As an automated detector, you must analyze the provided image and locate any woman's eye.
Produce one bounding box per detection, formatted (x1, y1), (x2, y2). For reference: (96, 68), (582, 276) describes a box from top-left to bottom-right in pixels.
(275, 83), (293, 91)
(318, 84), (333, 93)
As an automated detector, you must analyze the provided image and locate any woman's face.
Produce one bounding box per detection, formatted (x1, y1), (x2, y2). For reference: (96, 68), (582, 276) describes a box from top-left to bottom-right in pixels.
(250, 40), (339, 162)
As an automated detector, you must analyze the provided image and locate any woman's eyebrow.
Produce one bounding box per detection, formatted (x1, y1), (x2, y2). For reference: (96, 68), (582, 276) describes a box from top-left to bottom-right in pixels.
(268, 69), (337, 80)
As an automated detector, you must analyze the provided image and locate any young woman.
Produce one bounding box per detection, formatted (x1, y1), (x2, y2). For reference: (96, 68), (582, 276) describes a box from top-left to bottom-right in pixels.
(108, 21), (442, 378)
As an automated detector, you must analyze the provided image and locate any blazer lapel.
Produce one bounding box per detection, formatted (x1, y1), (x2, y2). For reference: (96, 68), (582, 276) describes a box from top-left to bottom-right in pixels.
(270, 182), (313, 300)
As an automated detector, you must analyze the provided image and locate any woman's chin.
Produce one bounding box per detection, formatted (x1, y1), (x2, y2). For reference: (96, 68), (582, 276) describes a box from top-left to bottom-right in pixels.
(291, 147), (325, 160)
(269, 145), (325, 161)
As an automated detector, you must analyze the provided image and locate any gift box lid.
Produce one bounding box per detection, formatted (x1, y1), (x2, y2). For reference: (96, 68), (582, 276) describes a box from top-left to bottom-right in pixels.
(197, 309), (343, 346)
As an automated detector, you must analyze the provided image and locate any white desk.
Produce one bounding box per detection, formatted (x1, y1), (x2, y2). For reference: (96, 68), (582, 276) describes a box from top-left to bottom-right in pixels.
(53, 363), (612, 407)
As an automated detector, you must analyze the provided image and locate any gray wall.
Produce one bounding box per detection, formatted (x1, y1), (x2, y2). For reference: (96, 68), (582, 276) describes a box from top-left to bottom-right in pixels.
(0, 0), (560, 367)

--------

Assignment: Take from the listing above each line containing "provided".

Result of the task:
As an automated detector, you must analyze the provided image and locate any woman's eye.
As an automated detector, you must analyze the provided image and locate any woman's face.
As an automated detector, you must analyze the provided image and locate any woman's eyebrow.
As an automated detector, you must analyze the provided image and locate any young woman.
As an automated detector, you must analyze the provided image and locate any blazer lapel.
As an automated detector, you must analyze the provided image and locate any woman's chin.
As an automated detector, you must analyze the provided image and locate any gift box lid.
As an automated detector, you must analyze the provided image and locate any white desk.
As an automated detector, you must analyze the provided image and locate any gray wall.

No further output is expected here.